■ **CHALLENGE 1**
Please answer these questions using the passage about the novel Whale Fall:
(a) In what year does the novel take place?
(b) How many women live on the island?
(c) How old is Manod?
■ **CHALLENGE 2**
Write the next part of the passage about the novel Whale Fall, starting after its final sentence.

Whale Fall is a stunning, debut novel that takes place on a fictional, remote island off the coast of Wales. Although it is 1938, the population on the island, which numbers only fifteen men, twenty women, and twelve children, is at least ten years behind the mainland in terms of fashion, politics, and ideologies. When a dead whale washes up on the shore, the islanders take it as a portend of doom, and following not far behind the whale is the entrance of two English ethnographers who seek to study the island’s culture, collecting its customs, tales, games, and geography for university study. A bright, eighteen-year-old island girl named Manod, who feels caught between the pressure to marry and leave the island and the need to stay on the island and care for her younger sister in the wake of their mother’s death, becomes enamored with the English researchers. They hire Manod to help them translate stories and communicate with the Welsh speaking islanders.

Excerpts from a point labeling dataset
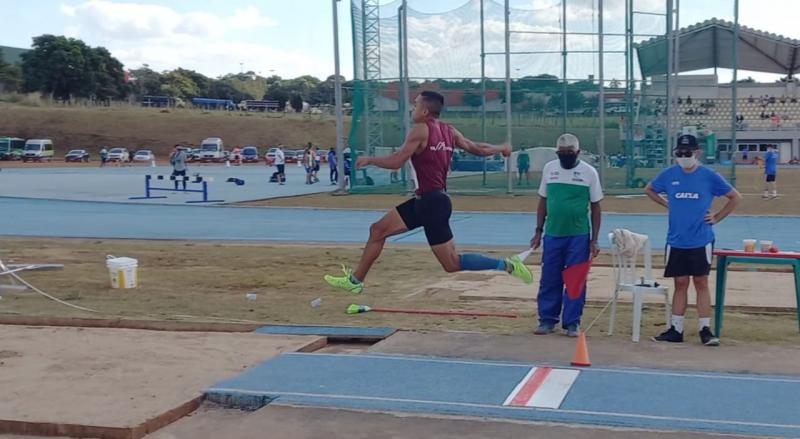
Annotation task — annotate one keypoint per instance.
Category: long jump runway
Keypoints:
(87, 219)
(757, 405)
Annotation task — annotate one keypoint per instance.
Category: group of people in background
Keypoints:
(311, 162)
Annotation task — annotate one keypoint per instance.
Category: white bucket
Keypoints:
(122, 271)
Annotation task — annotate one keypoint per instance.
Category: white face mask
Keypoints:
(686, 162)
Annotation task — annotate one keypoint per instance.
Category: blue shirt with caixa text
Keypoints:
(690, 195)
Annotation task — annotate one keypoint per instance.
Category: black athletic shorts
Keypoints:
(688, 261)
(430, 210)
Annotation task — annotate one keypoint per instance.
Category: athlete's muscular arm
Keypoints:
(653, 195)
(414, 141)
(480, 148)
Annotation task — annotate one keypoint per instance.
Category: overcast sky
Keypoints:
(294, 37)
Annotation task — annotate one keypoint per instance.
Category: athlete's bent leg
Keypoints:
(452, 261)
(391, 224)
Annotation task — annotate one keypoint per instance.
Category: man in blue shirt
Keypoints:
(690, 188)
(771, 173)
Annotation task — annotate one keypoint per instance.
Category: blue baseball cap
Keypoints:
(687, 141)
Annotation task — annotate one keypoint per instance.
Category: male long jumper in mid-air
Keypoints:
(429, 145)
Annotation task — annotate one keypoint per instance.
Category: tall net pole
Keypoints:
(734, 90)
(483, 91)
(601, 101)
(563, 66)
(507, 12)
(337, 93)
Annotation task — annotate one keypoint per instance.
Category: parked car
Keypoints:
(11, 148)
(191, 154)
(77, 155)
(118, 154)
(144, 155)
(249, 154)
(38, 150)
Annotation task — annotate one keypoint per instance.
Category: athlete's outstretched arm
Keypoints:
(416, 138)
(480, 148)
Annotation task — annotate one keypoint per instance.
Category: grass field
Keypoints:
(160, 129)
(207, 281)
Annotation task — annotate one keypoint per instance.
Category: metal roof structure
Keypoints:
(709, 44)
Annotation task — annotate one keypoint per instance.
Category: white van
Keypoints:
(38, 150)
(212, 149)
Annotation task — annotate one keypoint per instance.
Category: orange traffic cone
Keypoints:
(581, 357)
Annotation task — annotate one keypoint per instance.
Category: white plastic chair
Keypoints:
(627, 279)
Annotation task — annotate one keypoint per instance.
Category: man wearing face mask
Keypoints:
(569, 189)
(690, 188)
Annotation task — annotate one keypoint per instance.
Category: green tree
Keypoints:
(105, 77)
(473, 99)
(296, 101)
(179, 85)
(146, 82)
(66, 67)
(56, 66)
(10, 76)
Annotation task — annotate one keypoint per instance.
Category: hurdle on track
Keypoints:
(148, 188)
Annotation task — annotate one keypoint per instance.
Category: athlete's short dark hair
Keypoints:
(433, 101)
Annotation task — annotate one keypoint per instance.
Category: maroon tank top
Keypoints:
(433, 163)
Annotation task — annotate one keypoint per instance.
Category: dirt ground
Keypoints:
(749, 185)
(120, 377)
(208, 281)
(159, 129)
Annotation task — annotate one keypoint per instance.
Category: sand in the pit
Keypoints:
(119, 377)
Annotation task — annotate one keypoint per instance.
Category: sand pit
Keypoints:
(118, 383)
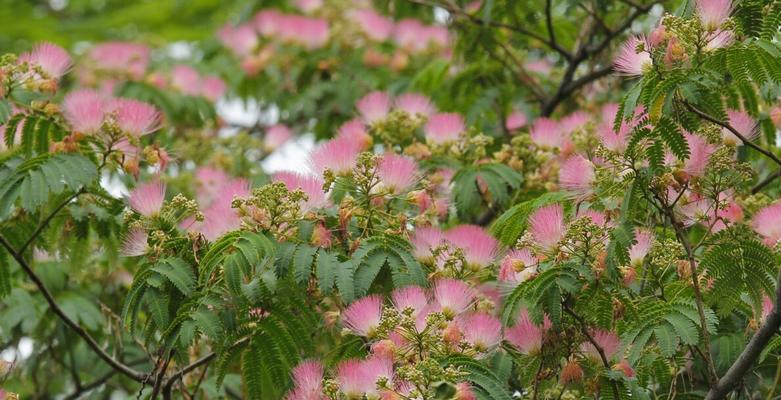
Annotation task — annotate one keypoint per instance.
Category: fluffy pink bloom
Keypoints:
(547, 226)
(608, 341)
(135, 243)
(363, 316)
(454, 296)
(147, 198)
(276, 136)
(518, 266)
(640, 249)
(576, 175)
(425, 239)
(743, 123)
(339, 155)
(546, 132)
(377, 27)
(84, 110)
(515, 121)
(525, 335)
(444, 127)
(410, 297)
(700, 152)
(767, 223)
(52, 59)
(483, 331)
(479, 246)
(121, 57)
(397, 173)
(374, 106)
(415, 103)
(712, 13)
(135, 117)
(213, 87)
(629, 61)
(309, 184)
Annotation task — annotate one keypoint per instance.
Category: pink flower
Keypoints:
(444, 127)
(52, 59)
(377, 27)
(767, 223)
(483, 331)
(307, 381)
(608, 341)
(397, 173)
(276, 136)
(631, 62)
(547, 226)
(424, 240)
(479, 247)
(712, 13)
(453, 296)
(700, 152)
(546, 133)
(525, 335)
(743, 123)
(135, 117)
(374, 106)
(515, 121)
(147, 198)
(410, 297)
(640, 249)
(518, 266)
(339, 155)
(309, 184)
(84, 110)
(213, 87)
(363, 316)
(135, 243)
(414, 104)
(576, 175)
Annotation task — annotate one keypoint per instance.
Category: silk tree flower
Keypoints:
(525, 335)
(547, 227)
(338, 155)
(307, 381)
(147, 198)
(481, 330)
(374, 107)
(479, 246)
(713, 13)
(453, 296)
(767, 223)
(311, 185)
(631, 62)
(424, 239)
(518, 266)
(515, 121)
(546, 133)
(363, 316)
(743, 123)
(641, 247)
(378, 28)
(84, 109)
(52, 59)
(414, 104)
(135, 243)
(443, 128)
(413, 297)
(608, 341)
(577, 176)
(397, 173)
(134, 117)
(276, 136)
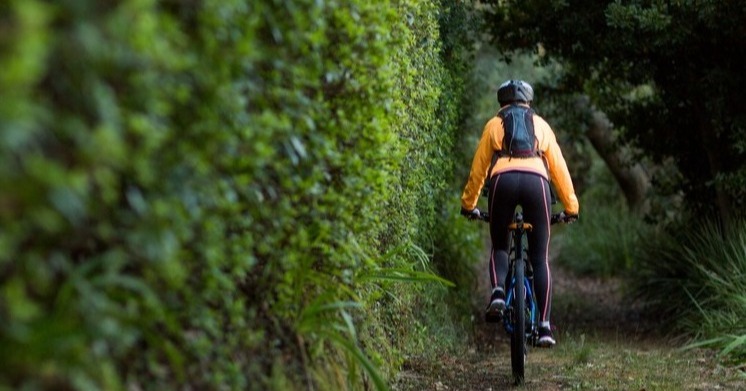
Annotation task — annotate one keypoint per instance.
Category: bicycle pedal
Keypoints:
(493, 317)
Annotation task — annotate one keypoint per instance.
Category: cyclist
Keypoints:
(519, 177)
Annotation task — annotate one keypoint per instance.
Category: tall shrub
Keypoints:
(215, 194)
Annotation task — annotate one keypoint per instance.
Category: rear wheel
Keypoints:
(518, 318)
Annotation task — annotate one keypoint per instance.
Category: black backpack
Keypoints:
(519, 139)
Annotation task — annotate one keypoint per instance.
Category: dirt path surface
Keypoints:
(603, 344)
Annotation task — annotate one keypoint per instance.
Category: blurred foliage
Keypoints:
(216, 194)
(605, 241)
(695, 277)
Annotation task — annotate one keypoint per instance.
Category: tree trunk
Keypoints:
(630, 175)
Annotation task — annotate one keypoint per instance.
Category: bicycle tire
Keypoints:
(518, 338)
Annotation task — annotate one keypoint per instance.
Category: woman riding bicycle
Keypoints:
(519, 152)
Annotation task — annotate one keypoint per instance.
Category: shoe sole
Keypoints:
(546, 343)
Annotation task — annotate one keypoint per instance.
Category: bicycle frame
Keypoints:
(518, 231)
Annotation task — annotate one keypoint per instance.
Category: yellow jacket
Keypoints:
(491, 141)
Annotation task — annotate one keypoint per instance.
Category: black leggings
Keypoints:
(531, 192)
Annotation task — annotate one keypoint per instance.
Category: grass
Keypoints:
(698, 278)
(588, 362)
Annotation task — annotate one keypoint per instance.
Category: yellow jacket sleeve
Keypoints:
(557, 166)
(480, 165)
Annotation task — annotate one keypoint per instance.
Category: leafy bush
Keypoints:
(216, 194)
(694, 279)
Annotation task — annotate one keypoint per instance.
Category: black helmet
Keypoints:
(515, 91)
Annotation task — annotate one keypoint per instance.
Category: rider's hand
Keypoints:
(569, 218)
(473, 214)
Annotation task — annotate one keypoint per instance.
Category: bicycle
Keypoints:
(521, 314)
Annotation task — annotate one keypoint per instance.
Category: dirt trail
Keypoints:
(603, 344)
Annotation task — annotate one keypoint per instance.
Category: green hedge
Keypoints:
(220, 194)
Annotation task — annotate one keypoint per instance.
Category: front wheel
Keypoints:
(518, 318)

■ **EXERCISE OUTPUT 1**
(a) 1938
(b) Twenty
(c) Eighteen

■ **EXERCISE OUTPUT 2**
The story of Manod’s experience is punctuated with notes from the ethnographers and recreations of the tales they collect in their research. One tale features a woman with three daughters so beautiful the ocean sweeps them away in a jealous rage, returning them only as gulls flying in the wind. There are several variants of this tale, one which returns the daughters as whales, along with selkie stories and references to the Mari Lwyd. Although the novel celebrates folklore and those who are drawn toward it, Whale Fall also provides a poignant commentary on the exoticization of isolated communities and the impossibility of maintaining authenticity when studying other cultures through the lenses of our own. The researchers and the islanders exact irreversible changes upon each other that affect both Manod’s individual coming-of-age and the community’s sense of cultural identity.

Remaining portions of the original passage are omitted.